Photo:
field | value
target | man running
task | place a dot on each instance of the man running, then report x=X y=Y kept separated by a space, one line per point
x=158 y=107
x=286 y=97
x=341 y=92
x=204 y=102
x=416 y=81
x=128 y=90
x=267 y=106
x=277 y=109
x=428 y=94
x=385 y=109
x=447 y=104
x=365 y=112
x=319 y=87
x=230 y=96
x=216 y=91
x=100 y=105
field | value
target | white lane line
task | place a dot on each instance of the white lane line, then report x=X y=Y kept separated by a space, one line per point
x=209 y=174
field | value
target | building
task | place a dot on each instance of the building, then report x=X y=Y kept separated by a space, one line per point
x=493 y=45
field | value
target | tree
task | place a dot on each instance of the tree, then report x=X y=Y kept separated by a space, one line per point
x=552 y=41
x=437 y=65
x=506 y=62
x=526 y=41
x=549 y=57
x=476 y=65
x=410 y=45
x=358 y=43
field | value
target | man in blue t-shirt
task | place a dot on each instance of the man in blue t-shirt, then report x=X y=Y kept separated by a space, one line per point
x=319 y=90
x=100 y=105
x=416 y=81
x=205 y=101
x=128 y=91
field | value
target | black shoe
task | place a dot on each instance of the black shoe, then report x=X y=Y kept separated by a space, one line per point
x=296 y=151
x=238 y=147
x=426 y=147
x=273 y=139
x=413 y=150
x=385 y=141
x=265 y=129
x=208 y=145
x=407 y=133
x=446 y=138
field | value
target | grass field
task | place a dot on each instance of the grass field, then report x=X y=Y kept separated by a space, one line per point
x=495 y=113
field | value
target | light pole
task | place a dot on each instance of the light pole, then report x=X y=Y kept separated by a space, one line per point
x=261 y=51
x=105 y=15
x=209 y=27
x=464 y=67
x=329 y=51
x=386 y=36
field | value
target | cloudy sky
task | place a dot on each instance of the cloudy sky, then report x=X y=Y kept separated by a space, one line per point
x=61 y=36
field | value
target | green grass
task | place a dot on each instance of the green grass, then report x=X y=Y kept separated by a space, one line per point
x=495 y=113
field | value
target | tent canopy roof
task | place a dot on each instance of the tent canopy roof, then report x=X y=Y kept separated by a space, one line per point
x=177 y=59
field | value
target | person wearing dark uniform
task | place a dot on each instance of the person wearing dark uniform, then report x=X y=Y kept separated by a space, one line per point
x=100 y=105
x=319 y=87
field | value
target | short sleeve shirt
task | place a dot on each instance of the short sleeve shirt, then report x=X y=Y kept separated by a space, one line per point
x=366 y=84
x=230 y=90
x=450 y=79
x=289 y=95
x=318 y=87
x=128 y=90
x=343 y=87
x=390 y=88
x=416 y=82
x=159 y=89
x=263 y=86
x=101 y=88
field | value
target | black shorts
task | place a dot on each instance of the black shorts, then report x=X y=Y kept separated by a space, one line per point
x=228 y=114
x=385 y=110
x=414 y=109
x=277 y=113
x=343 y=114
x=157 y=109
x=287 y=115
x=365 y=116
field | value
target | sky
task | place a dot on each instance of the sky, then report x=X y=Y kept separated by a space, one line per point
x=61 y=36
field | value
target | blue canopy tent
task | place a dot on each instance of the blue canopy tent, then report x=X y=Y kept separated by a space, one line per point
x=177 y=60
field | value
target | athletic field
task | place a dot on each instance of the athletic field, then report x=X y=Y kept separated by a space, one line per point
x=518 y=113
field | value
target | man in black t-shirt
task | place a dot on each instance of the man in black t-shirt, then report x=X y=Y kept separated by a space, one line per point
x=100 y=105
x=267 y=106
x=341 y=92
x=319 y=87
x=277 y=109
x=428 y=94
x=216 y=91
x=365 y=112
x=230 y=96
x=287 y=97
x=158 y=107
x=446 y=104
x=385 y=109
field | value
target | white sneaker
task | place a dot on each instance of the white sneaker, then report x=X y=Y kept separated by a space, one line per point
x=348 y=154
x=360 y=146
◆ ◆ ◆ ◆ ◆
_What needs to be done:_ Retype all of the entries above line for line, with no changes to any character.

_Correct output:_
Photo:
field | value
target | man running
task | place a dot on each instance of the man running, then report x=X y=Y kept separated by a space, one line per point
x=158 y=107
x=286 y=97
x=341 y=92
x=204 y=102
x=416 y=81
x=128 y=90
x=267 y=106
x=277 y=109
x=428 y=94
x=385 y=109
x=447 y=104
x=365 y=112
x=319 y=87
x=230 y=96
x=216 y=91
x=100 y=105
field | value
target | white lane line
task | place a dot on each instance of the white lane line, then report x=X y=Y kept separated by a space, one line per point
x=209 y=174
field | value
target | building
task | place a dot on each instance of the building, then report x=X y=Y kept separated by a space, one line per point
x=493 y=45
field | value
target | tree
task | place a dot on each instance of the tree, then report x=X y=Y kept separated by a space, one line per point
x=552 y=41
x=437 y=65
x=506 y=62
x=526 y=41
x=549 y=57
x=476 y=65
x=410 y=45
x=358 y=43
field | value
target | man in blue t-shirt
task | place a dot on each instance of the man in blue t-shirt, then report x=X y=Y kept separated by a space, one line per point
x=319 y=90
x=100 y=105
x=416 y=81
x=205 y=101
x=128 y=91
field | value
target | black shoe
task | place a dot on each instance of the black shoe, then report x=X y=Y kept separated by a space, one line per point
x=296 y=151
x=238 y=147
x=426 y=147
x=273 y=139
x=413 y=150
x=385 y=141
x=265 y=129
x=208 y=145
x=407 y=133
x=446 y=138
field | value
target | grass field
task | place a dot on each instance of the grass field, then report x=X y=Y kept separated by a space, one line per point
x=495 y=113
field | value
target | light pole
task | place a dot on each instance of the light pole, then report x=X y=Y kept separated by a space, one line per point
x=261 y=51
x=105 y=15
x=209 y=27
x=464 y=67
x=329 y=51
x=386 y=36
field | value
target | cloudy sky
task | place a dot on each instance of the cloudy sky, then report x=X y=Y kept separated by a space, one line per point
x=61 y=36
field | value
target | green grass
task | place a dot on each instance of the green grass, then report x=X y=Y kept separated by a space, one line per point
x=495 y=113
field | value
target | tent canopy roof
task | place a dot on each instance of the tent canopy roof, then report x=X y=Y kept separated by a space, one line per point
x=177 y=59
field | value
target | person wearing dark uniform
task | place a dot on each instance of the person wearing dark uniform, then report x=X y=Y kept separated by a space, one line per point
x=100 y=105
x=319 y=87
field | value
target | short sleeve shirt
task | place a dot on each instance of the short sleeve shirt, then report x=X y=Y kept separated by a space, one line per point
x=366 y=84
x=230 y=90
x=450 y=79
x=289 y=95
x=318 y=87
x=128 y=90
x=343 y=87
x=390 y=88
x=416 y=82
x=159 y=89
x=263 y=86
x=101 y=88
field | value
target | black shorts
task | place a dot on each instance of the black shorts, then report x=X y=Y kept separated by a space, one line per point
x=228 y=114
x=385 y=110
x=414 y=109
x=277 y=113
x=343 y=114
x=157 y=109
x=287 y=115
x=365 y=116
field | value
target | sky
task | place a dot on each instance of the sky, then report x=X y=Y kept separated by a space, one line per point
x=61 y=36
field | value
target | blue canopy tent
task | place a dot on each instance of the blue canopy tent, then report x=X y=Y kept separated by a space, one line per point
x=177 y=60
field | value
target | athletic field
task | place a dot on each instance of the athletic field, then report x=X y=Y kept separated by a space, one line per point
x=518 y=113
field | value
target | man in black t-shirt
task | place a dot on each instance of the man in black t-shirt, then report x=X y=Y kept separated by a space, one line per point
x=100 y=105
x=267 y=106
x=341 y=92
x=319 y=87
x=277 y=109
x=428 y=94
x=216 y=91
x=365 y=112
x=230 y=96
x=287 y=97
x=158 y=107
x=446 y=104
x=385 y=109
field | value
target | white sneaker
task | place a dot on each instance of the white sneaker, then report x=X y=Y kept separated by a space, one line per point
x=348 y=154
x=360 y=146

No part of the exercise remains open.